(Raw records)
---+---

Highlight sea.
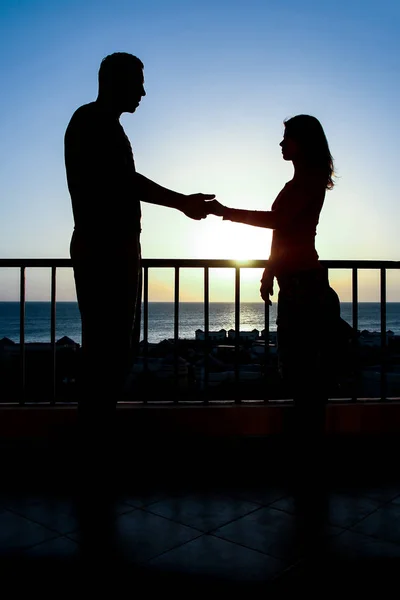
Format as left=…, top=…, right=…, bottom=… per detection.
left=0, top=302, right=400, bottom=344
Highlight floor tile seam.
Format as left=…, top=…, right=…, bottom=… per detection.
left=139, top=506, right=264, bottom=533
left=206, top=533, right=291, bottom=566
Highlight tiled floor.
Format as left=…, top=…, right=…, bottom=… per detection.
left=0, top=434, right=400, bottom=593
left=0, top=476, right=400, bottom=586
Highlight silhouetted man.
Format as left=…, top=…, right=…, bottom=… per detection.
left=65, top=52, right=214, bottom=432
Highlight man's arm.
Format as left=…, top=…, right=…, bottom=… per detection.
left=136, top=173, right=215, bottom=220
left=207, top=179, right=325, bottom=229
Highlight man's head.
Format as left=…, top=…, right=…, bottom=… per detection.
left=99, top=52, right=146, bottom=113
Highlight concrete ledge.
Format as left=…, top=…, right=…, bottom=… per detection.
left=0, top=401, right=400, bottom=440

---+---

Objective:
Extract every line of the listing above that contains the word "Highlight", and copy each one in full.

Result:
Highlight sea.
Highlight floor tile seam.
Highlight tiled floor.
Highlight silhouetted man.
Highlight man's arm.
Highlight man's head.
Highlight concrete ledge.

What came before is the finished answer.